▶ [Written tasks]
[1] Decide whether each statement agrees with the Zemeckis profile below: (a) the film made the love story primary; (b) Zemeckis called the book warmer than the movie; (c) Sally Field plays Jenny Curran. For each, answer yes or no and quote the deciding words.
[2] According to the Zemeckis profile below, who wrote the script for the film?
[3] Reproduce the passage of the Zemeckis profile from "Aided by digital" to "internationally-renowned Chinese teams.".

▶ [Extract provided]
Trevor Hogg profiles the career of visionary director Robert Zemeckis in the third of a three part feature… read part one and part two.
Adapting Winston Groom’s story of a simple-minded man who meets various historical figures from the twentieth century, while wandering in and out of the life of his childhood sweetheart, served as the basis for the ninth film by Robert Zemeckis. “The [script] writer, Eric Roth [The Insider], departed substantially from the book,” explained the director. “We flipped the two elements of the book, making the love story primary and the fantastic adventures secondary. Also, the book was cynical, and colder than the movie. In the movie, [Forrest] Gump is a completely decent character, always true to his word. He has no agenda and no opinion about anyone except Jenny, his mother, and God.”
Aided by digital effects, the title character (Tom Hanks) is able to seamlessly blend into major world events as if he were there. One of the most memorable computer generated scenes is of the rapid-fire competitive ping pong matches Gump engages in against the internationally-renowned Chinese teams.
Robert Zemeckis had nothing but admiration for Robin Wright (The Princess Bride) who portrays the tragic love interest, Jenny Curran. “Robin exudes a kind of strength and, at the same time, a vulnerability. She doesn’t bring any of her stardom to the role. You don’t look at her onscreen and think that this is Robin Wright’s interpretation of the character. She’s a real chameleon.” Explaining her role as the matriarch, Sally Field (Norma Rae) remarked, “She’s a woman who loves her son unconditionally…A lot of her dialogue sounds like slogans, and that’s just what she intends.”

▶ [Stored data]
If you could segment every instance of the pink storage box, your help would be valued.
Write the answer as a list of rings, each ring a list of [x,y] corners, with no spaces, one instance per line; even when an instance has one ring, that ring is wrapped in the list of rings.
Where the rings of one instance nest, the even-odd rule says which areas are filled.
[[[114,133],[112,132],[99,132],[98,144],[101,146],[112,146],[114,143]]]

▶ [Answers for the tasks]
[1]
(a) Yes: "making the love story primary and the fantastic adventures secondary"
(b) No: "the book was cynical, and colder than the movie"
(c) No: "Robin Wright (The Princess Bride) who portrays the tragic love interest, Jenny Curran"

[2] Eric Roth.

[3]
Aided by digital effects, the title character (Tom Hanks) is able to seamlessly blend into major world events as if he were there. One of the most memorable computer generated scenes is of the rapid-fire competitive ping pong matches Gump engages in against the internationally-renowned Chinese teams.